(Pointing and labeling entries)
++++++++++++++++++++

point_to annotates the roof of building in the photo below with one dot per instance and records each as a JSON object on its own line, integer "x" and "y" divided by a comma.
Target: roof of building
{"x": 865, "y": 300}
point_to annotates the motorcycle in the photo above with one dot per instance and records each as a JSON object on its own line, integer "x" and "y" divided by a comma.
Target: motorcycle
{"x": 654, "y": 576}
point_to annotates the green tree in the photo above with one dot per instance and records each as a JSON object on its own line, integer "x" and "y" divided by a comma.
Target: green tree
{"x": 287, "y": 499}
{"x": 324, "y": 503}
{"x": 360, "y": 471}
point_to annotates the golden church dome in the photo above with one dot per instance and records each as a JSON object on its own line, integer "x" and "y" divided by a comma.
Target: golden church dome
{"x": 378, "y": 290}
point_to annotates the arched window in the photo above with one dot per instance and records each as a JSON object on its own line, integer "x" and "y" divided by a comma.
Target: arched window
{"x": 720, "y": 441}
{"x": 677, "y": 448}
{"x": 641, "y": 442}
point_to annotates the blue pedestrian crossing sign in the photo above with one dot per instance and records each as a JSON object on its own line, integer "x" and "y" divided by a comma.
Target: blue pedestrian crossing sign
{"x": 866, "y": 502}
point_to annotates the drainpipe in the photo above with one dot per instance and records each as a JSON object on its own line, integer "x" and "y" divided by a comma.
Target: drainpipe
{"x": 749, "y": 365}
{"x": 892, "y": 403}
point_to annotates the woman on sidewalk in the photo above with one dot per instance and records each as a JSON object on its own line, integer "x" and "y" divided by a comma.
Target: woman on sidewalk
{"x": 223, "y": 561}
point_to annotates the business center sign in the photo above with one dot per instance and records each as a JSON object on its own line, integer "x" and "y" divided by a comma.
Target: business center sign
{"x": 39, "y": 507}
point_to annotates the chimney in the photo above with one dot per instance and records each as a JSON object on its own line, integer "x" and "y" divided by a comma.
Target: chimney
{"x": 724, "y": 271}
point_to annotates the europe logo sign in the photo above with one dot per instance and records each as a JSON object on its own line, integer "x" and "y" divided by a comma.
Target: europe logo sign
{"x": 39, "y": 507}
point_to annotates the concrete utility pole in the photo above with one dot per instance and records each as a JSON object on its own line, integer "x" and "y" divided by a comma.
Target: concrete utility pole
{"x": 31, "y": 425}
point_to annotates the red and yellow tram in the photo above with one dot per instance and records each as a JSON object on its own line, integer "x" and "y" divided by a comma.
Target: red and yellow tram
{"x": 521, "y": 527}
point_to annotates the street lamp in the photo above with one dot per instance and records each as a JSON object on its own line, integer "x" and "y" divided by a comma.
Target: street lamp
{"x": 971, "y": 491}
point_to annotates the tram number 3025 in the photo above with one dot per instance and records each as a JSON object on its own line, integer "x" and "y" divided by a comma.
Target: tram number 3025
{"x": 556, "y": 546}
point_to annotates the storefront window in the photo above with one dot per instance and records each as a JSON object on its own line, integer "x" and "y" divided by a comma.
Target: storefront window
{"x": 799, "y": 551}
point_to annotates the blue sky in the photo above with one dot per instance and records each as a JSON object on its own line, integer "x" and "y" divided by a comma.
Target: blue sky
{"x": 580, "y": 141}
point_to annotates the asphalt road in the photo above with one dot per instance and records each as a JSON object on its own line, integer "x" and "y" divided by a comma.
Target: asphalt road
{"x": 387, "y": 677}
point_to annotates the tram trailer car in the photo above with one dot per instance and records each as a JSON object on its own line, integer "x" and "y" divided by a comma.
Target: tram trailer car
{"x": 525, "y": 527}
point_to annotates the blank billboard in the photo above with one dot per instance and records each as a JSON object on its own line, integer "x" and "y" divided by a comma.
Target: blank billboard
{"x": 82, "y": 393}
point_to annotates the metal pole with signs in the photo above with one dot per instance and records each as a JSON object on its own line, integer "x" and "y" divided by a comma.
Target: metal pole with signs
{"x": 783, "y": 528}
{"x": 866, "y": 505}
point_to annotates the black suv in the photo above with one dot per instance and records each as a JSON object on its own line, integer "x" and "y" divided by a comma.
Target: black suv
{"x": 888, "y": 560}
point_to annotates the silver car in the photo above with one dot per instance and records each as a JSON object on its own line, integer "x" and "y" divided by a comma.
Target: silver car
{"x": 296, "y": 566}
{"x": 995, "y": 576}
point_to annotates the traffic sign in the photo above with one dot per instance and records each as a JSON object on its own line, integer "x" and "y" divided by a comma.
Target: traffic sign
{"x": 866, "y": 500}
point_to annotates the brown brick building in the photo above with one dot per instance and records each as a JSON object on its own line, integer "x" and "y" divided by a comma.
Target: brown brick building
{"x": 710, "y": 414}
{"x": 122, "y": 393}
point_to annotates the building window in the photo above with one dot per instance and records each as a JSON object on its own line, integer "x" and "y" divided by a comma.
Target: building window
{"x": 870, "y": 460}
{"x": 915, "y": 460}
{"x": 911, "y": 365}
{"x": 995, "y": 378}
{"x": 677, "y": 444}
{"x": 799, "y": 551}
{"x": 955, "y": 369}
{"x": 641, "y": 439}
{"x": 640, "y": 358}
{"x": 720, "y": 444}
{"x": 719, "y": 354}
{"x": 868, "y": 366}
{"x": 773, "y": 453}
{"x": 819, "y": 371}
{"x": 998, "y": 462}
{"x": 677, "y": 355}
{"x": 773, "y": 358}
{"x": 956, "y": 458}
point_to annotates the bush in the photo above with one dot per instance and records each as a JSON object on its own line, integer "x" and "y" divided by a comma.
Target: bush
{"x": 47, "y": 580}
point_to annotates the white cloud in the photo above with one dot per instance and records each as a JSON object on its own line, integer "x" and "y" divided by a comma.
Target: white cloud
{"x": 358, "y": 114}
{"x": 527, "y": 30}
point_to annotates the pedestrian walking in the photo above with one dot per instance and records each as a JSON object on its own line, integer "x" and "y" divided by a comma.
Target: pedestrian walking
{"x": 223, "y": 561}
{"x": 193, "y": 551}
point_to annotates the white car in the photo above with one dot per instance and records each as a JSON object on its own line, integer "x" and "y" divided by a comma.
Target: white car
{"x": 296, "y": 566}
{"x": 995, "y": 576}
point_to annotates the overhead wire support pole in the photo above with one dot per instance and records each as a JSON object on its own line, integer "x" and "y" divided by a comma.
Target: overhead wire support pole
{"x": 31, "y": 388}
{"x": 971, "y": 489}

++++++++++++++++++++

Recopy the entries above in their entirety, exactly.

*WRITTEN RESPONSE*
point_to annotates the roof of building in the photo below with one dot per instance and records each as a JSON object on its own line, integer "x" and "y" divided by a comma.
Target: roof of building
{"x": 865, "y": 300}
point_to annotates the motorcycle in the photo above with one dot per instance and records each as a JSON object on its own line, integer "x" and "y" divided by a comma.
Target: motorcycle
{"x": 654, "y": 576}
point_to annotates the green tree in the photo above with one dot per instance and records each as a JSON object on its own line, integer "x" and "y" divided by a comma.
Target: green tree
{"x": 287, "y": 499}
{"x": 324, "y": 503}
{"x": 360, "y": 471}
point_to annotates the golden church dome in the photo above with one dot per instance and records each as a JSON object on its own line, integer "x" and "y" divided by a comma.
Target: golden church dome
{"x": 378, "y": 290}
point_to annotates the arched window in the photo above with one dot per instance and records each as a JSON object on its own line, integer "x" and "y" divided by a comma.
Target: arched window
{"x": 720, "y": 441}
{"x": 677, "y": 448}
{"x": 641, "y": 442}
point_to annotates the blue pedestrian crossing sign in the photo above with one dot per instance and records each as a JSON object on its own line, integer "x" and "y" divided by a comma.
Target: blue pedestrian crossing sign
{"x": 866, "y": 502}
point_to annotates the drainpipe in the photo above with one dot per instance and records each as a JSON object on its own line, integer "x" and "y" divided by a comma.
Target: drainpipe
{"x": 749, "y": 365}
{"x": 892, "y": 403}
point_to annotates the woman on sidewalk in the photo above with one dot per instance and records each as a JSON object on its own line, integer "x" and "y" divided by a comma.
Target: woman on sidewalk
{"x": 223, "y": 561}
point_to annotates the business center sign in the photo above with one dot per instance and records each as a JSON object on its own line, integer "x" and "y" divided by a comma.
Target: business center sign
{"x": 39, "y": 507}
point_to annotates the chimney in the photo above with one dot per instance and records each as a JSON object on its own line, integer "x" and "y" divided by a comma.
Target: chimney
{"x": 724, "y": 271}
point_to annotates the europe logo sign in the photo above with one dot per instance and records each as a JSON object on its own line, integer "x" and "y" divided by a comma.
Target: europe logo sign
{"x": 39, "y": 507}
point_to annotates the concrete utility pole in the photo above with one dot per instance and records each as a JSON object on its own line, integer "x" and "y" divided by a comma.
Target: concrete utility pole
{"x": 31, "y": 425}
point_to annotates the red and yellow tram in the photo above with one dot per instance and records each as a JSON object on its own line, integer "x" and "y" divided by a comma.
Target: red and yellow tram
{"x": 521, "y": 527}
point_to annotates the street lamp in the photo above with one dot per instance and records each as a JSON object on its own line, integer "x" and "y" divided by a comma.
Target: street lamp
{"x": 971, "y": 491}
point_to annotates the tram number 3025 in the photo above with one dot per instance and records each as a JSON object on its own line, integer "x" and "y" divided by a comma.
Target: tram number 3025
{"x": 556, "y": 546}
point_to annotates the storefront window in the photo above with one dot per instance and records each as a JSON object on its own line, integer "x" and "y" divided by a comma.
Target: storefront window
{"x": 799, "y": 551}
point_to annotates the blue sky in the photo above with one dot per instance and records each as a JSON object on its own line, integer "x" and "y" divided by a comma.
Target: blue sky
{"x": 580, "y": 141}
point_to annotates the asphalt road in the photo above with one dot per instance and records each as a JSON object on its own line, integer "x" and "y" divided by a comma.
Target: asphalt road
{"x": 387, "y": 677}
point_to annotates the tram trailer car in the photo above with one dot per instance and records each as a JSON object on its own line, integer "x" and "y" divided by a comma.
Target: tram trailer car
{"x": 525, "y": 527}
point_to annotates the blank billboard in the photo above with one dot per instance and records each as a JSON object on its own line, integer "x" and "y" divided by a comma.
Target: blank billboard
{"x": 82, "y": 393}
point_to annotates the metal pole with signs in the photo above with one dot per instance and records each as a JSON object on its own line, integer "x" and "y" divided by a comma.
Target: metal pole with signs
{"x": 783, "y": 528}
{"x": 866, "y": 505}
point_to annotates the black suv in the photo above with one dot per instance and records each as a JSON object on its own line, integer "x" and "y" divided by a comma.
Target: black suv
{"x": 888, "y": 560}
point_to annotates the silver car in the photo above with one dot per instance and records each as a JSON object on its own line, integer "x" and "y" divided by a comma.
Target: silver car
{"x": 296, "y": 566}
{"x": 995, "y": 576}
point_to annotates the traffic sign in the photo above with one dot per instance and records each as a JSON object on its own line, integer "x" and "y" divided by a comma.
Target: traffic sign
{"x": 866, "y": 500}
point_to annotates the brown brick building in the photo above with one dot per instance and records each as a JSON object on its own line, integer "x" and "y" divided by a comma.
Target: brown brick building
{"x": 710, "y": 414}
{"x": 122, "y": 393}
point_to annotates the building window in the photo above with one dot per instance and records each as a JSON object on its own line, integer "x" and "y" divided by a comma.
Target: building window
{"x": 870, "y": 460}
{"x": 915, "y": 460}
{"x": 911, "y": 365}
{"x": 995, "y": 378}
{"x": 677, "y": 444}
{"x": 799, "y": 551}
{"x": 955, "y": 369}
{"x": 641, "y": 439}
{"x": 640, "y": 358}
{"x": 720, "y": 444}
{"x": 719, "y": 354}
{"x": 868, "y": 366}
{"x": 773, "y": 453}
{"x": 819, "y": 371}
{"x": 998, "y": 462}
{"x": 677, "y": 355}
{"x": 773, "y": 358}
{"x": 956, "y": 458}
point_to annotates the bush in the photo above with one dot per instance and records each as a JSON object on its own line, integer "x" and "y" divided by a comma.
Target: bush
{"x": 47, "y": 580}
point_to annotates the white cloud in the photo above with one dot per instance and records each as a JSON object on its own line, integer "x" and "y" divided by a comma.
Target: white cloud
{"x": 358, "y": 114}
{"x": 527, "y": 30}
point_to annotates the pedestrian walking in the photo above with one dot per instance and records each as a JSON object on its own line, integer "x" and "y" divided by a comma.
Target: pedestrian walking
{"x": 223, "y": 561}
{"x": 193, "y": 551}
point_to annotates the white car in the photo above with one dot per instance and records each as a JSON object on its own line, integer "x" and "y" divided by a comma.
Target: white car
{"x": 296, "y": 566}
{"x": 995, "y": 576}
point_to annotates the overhead wire support pole in the photo above with one dot per instance and records each as a JSON object on its own line, integer "x" and "y" divided by a comma.
Target: overhead wire support pole
{"x": 31, "y": 388}
{"x": 971, "y": 489}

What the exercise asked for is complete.